> _DOCUMENT EXCERPT_:
····················

README.md · hackergeek98/tinyyyy_whisper at 1d588d20801463b7a96e58369d4a8d955b45e4ce

metadata

license: mit
datasets:
  - mozilla-foundation/common_voice_11_0
language:
  - fa
metrics:
  - wer
base_model:
  - openai/whisper-tiny
pipeline_tag: automatic-speech-recognition
library_name: transformers

this model trained on validation segment of data for one epoch with 0.05 loss and tested on test segment of data with 0.07 loss

how to use the model in colab:

   #start
   pip install torch torchaudio transformers librosa gradio
   from transformers import WhisperProcessor, WhisperForConditionalGeneration
   import torch

  #Load your fine-tuned Whisper model and processor
  model_name = "hackergeek98/tinyyyy_whisper"
  processor = WhisperProcessor.from_pretrained(model_name)
  model = WhisperForConditionalGeneration.from_pretrained(model_name)

  #Force the model to transcribe in Persian
  model.config.forced_decoder_ids = processor.get_decoder_prompt_ids(language="fa", task="transcribe")
  
  #Move model to GPU if available
  device = "cuda" if torch.cuda.is_available() else "cpu"
  model.to(device)
  import librosa
  
  def transcribe_audio(audio_file):
      # Load audio file using librosa (supports multiple formats)

····················

> _DATASET_:
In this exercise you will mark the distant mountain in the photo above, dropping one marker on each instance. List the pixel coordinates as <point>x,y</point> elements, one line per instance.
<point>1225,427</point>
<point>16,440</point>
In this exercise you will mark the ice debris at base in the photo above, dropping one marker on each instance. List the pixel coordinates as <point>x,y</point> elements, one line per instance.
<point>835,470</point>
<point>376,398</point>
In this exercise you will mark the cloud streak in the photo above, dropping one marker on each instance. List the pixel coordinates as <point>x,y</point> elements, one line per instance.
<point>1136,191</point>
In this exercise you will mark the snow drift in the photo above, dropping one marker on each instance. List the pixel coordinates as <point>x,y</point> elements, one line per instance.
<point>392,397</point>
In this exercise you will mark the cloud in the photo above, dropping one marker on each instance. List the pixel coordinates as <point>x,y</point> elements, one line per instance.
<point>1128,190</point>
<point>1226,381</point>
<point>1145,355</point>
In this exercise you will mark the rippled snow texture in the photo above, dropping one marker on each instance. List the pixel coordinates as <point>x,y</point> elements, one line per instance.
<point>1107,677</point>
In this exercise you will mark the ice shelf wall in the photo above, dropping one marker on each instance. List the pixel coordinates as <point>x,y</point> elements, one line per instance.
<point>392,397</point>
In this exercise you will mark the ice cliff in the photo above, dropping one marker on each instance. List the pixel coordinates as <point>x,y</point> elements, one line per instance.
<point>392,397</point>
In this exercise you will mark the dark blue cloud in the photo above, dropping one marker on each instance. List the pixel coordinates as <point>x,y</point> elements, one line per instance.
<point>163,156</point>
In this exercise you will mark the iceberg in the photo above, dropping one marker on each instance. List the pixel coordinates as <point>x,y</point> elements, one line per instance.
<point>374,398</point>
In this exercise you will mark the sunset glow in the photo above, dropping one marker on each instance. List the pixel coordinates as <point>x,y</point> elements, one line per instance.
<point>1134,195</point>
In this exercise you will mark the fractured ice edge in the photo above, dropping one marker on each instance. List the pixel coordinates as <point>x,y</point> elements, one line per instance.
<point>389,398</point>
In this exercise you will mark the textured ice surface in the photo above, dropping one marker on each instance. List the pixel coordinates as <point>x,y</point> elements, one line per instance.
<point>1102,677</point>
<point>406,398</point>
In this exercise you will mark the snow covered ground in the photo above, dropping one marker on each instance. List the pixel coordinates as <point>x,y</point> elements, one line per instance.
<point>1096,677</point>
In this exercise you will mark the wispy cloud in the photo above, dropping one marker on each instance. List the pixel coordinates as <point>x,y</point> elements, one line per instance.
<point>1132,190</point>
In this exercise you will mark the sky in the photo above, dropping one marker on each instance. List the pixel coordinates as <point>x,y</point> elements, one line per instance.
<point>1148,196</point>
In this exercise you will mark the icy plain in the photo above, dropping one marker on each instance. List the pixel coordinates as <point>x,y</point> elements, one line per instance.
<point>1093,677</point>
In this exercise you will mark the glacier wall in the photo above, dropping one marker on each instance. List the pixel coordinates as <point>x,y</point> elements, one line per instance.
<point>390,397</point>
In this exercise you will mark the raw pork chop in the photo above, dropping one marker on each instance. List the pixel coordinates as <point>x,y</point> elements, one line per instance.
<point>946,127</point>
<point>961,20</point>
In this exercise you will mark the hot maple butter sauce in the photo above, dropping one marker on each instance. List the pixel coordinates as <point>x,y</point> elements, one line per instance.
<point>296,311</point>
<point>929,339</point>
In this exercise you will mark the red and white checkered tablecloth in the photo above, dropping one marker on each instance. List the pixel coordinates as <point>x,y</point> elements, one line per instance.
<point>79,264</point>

····················

> _TASKS TO COMPLETE_:
[1] In the model card, rewrite the passage from "#Move model to" up to and including "(supports multiple formats)", replacing "device" with "compute_device".
[2] Continue the Whisper model card from the point where it stops.

> _EXERCISE RESPONSES_:
[1]
#Move model to GPU if available
  compute_device = "cuda" if torch.cuda.is_available() else "cpu"
  model.to(compute_device)
  import librosa
  
  def transcribe_audio(audio_file):
      # Load audio file using librosa (supports multiple formats)

[2]
      audio_data, sampling_rate = librosa.load(audio_file, sr=16000)  # Resample to 16kHz
  
      # Preprocess the audio
      inputs = processor(audio_data, sampling_rate=sampling_rate, return_tensors="pt").input_features.to(device)
  
      # Generate transcription
      with torch.no_grad():
          predicted_ids = model.generate(inputs)
  
      # Decode the transcription
      transcription = processor.batch_decode(predicted_ids, skip_special_tokens=True)[0]
      return transcription
  from google.colab import files
  
  #Upload an audio file
  uploaded = files.upload()
  audio_file = list(uploaded.keys())[0]
  
  #Transcribe the audio
  transcription = transcribe_audio(audio_file)
  print("Transcription:", transcription)